**PROVIDED PASSAGE**:
━━━━━━

Screen Shot 2015-10-18 at 7.22.44 PM

What the bar chart looks like; you can scroll down it for miles! The breakdown of the legend is: dark blue for base pay, orange for permanent bonus pay, green for longevity bonus pay, turquoise for temporary bonus pay, red for overtime, royal blue for lump sum pay, and yellow for other pay and/or adjustments.

As one can see, it’s definitely a lot to take in, but the use of the legend definitely made this dataset a little more easy to understand. Furthermore, the estimates of pay constitute as records within this dataset; data has been arranged and categorized accordingly, such as the payment that applies to pilots, but taken farther by description such as “chief port pilots” and just “port pilots.” Interestingly, chief port pilots make the most pay out of all government jobs; their base pay alone is about $277,000! Another reason why this is a record is that the data set is supposedly counting yearly payment, so information had been researched and noted over a course of time; in this case, from the years of 2011 to 2014.

The dataset’s ontology is similar to what Wallack and Srinivasan described as “a descriptive and classifying system” which negotiate the limitations of two or more groups.  The dataset is certainly structured in a sense that allows for any sort of information to be arranged so that it is more user-friendly. The application of a bar chart only highlights the link between each group, such as the types of pay, with the type of job, falling under a total pay amount for the year.  I would say that many people would find this data most useful; however, this will absolutely come in handy for those trying to research the city’s top earners and why. Why is it that the top earner is a chief port pilot versus a firefighter? Could it be the different training needed, or employment rates for each job? Such questions like these can be something one may ask when looking for answers using this dataset. It also tells the phenomena of how a job market in a specific area is subject to change over the years. Looking at this dataset, one can tell the demand for a category from another just by pay alone.

What gets left out, however, are additional information that may be even more useful such as how the pay is for part time, or the amount of people they surveyed for one category. Why certain jobs are paid more in bonuses or base pay is also up for question.

If i was starting over with data-collection, I would want to do somewhat of the same ontology that this set has used; charts are just so great in how it visualizes data and maintains organization of it! But I will say that if I were someone else, I would probably look for another way to display the dataset, like a map of where different workers are located that might explain a difference in types of pay, or a little description beside each job that explains what they do. In general, however, the Top Earners dataset on the LA Controller’s Office site is well put together and thought out, and it’s nice to see that a set like this is available for public use.

 

 

LA Controller’s Office: What We Buy

The L.A. Controller’s Office provides data for the big purchases made by the city on its What We Buy data cards. The data shows 15 items that city spends the most money on in descending order, staring with a twin-turbine helicopter that cost $12.3 million, down to $129,218 spent on frozen rats for reptiles at the L.A. Zoo.

━━━━━━

**RAW DATA**:
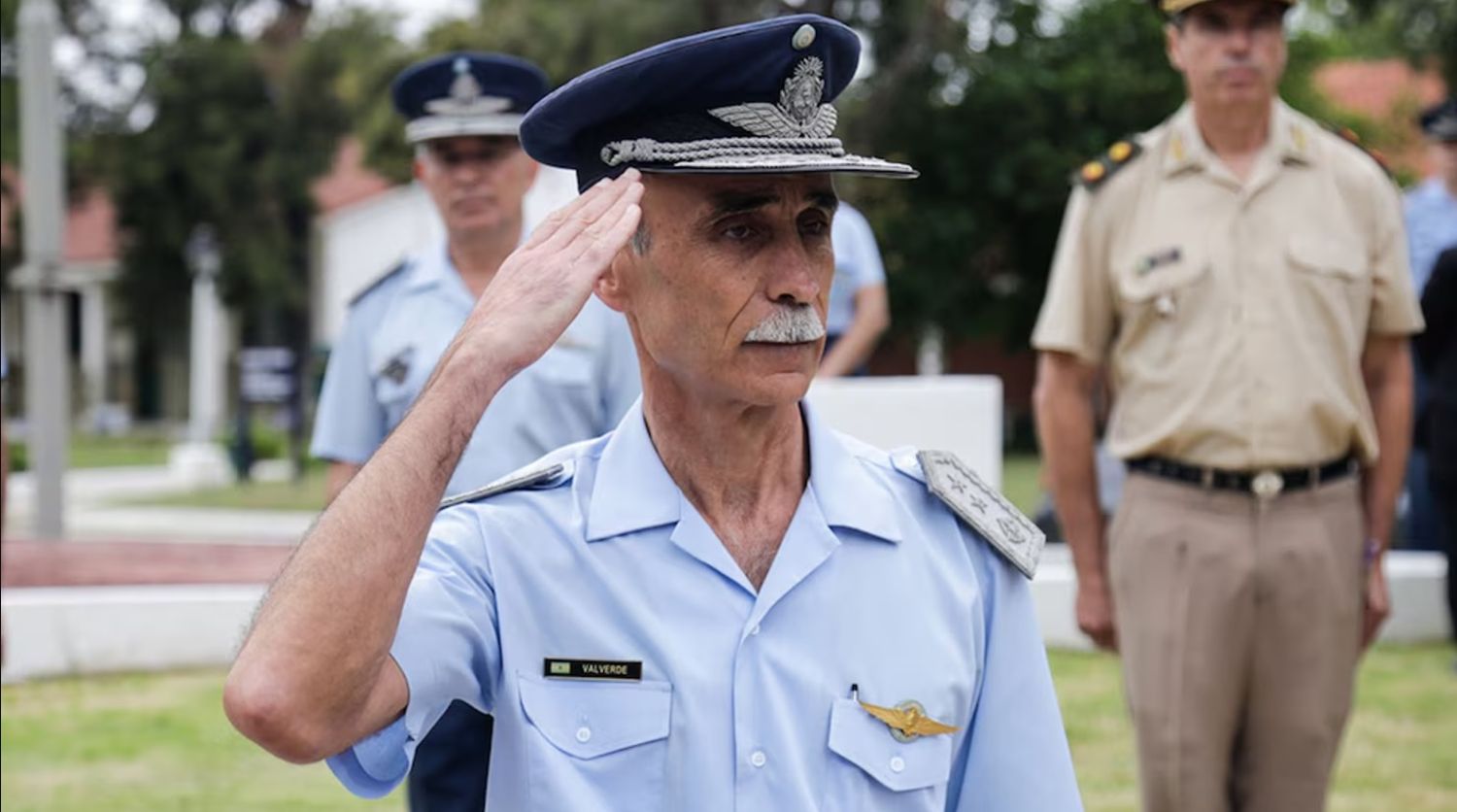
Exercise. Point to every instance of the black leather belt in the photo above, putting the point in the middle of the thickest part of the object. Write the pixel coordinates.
(1265, 485)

━━━━━━

**PROBLEM DESCRIPTION**: Pick up the piece on the L.A. Controller's Office datasets right after its last sentence and continue it.

**TASK RESPONSE**:
Screen Shot 2015-10-18 at 7.28.53 PM

Clicking on a card provides more information – data on what the items are, why the city buys them, and a “Did you know” section for relevant facts. From these cards, you learn that the data was collected from July 1, 2011 to June 30, 2014. This was especially helpful for something like the L.U.S.T. tax, where it is not common knowledge what the category is or why spending money on it would be necessary.

Screen Shot 2015-10-18 at 7.29.13 PM

 

Wallack and Srinivasan define ontology as categories that groups, like a local community or a state government, use to manage and sort all of the information around them. This website uses an ontology on the front of its cards that is mostly understandable to English-speaking members of the L.A. community. Some of the categories, like thermoplastic paint or the L.U.S.T. tax that I mentioned earlier, would only be understandable to someone on the government side rather than the community side, but the details on the cards ensure that the category has an ontology that is more familiar and colloquial. Clearly, the city wants this to be understandable for its community members.

This data would be useful for anyone looking for a general overview of the city’s purchases, and its lack of detail suggests that it is for anyone in the general public who is curious. If you were looking to do an in-depth survey of how the city spends its money, you would probably need more information.

I think the biggest thing this dataset leaves out is information about the timespan. Though it says the data was collected in between 2011 and 2014, it doesn’t give the specific year that a single purchase, like the helicopter, was bought, and something like the six million ballots the city buys would have seasonal spikes, rather than continual purchases. It isn’t clear if the city bought 100 radar speed signs at once, or if they were purchased gradually over three years. For a dataset directed at the L.A. community, I think it also leaves out the city’s large population of people that don’t speak English.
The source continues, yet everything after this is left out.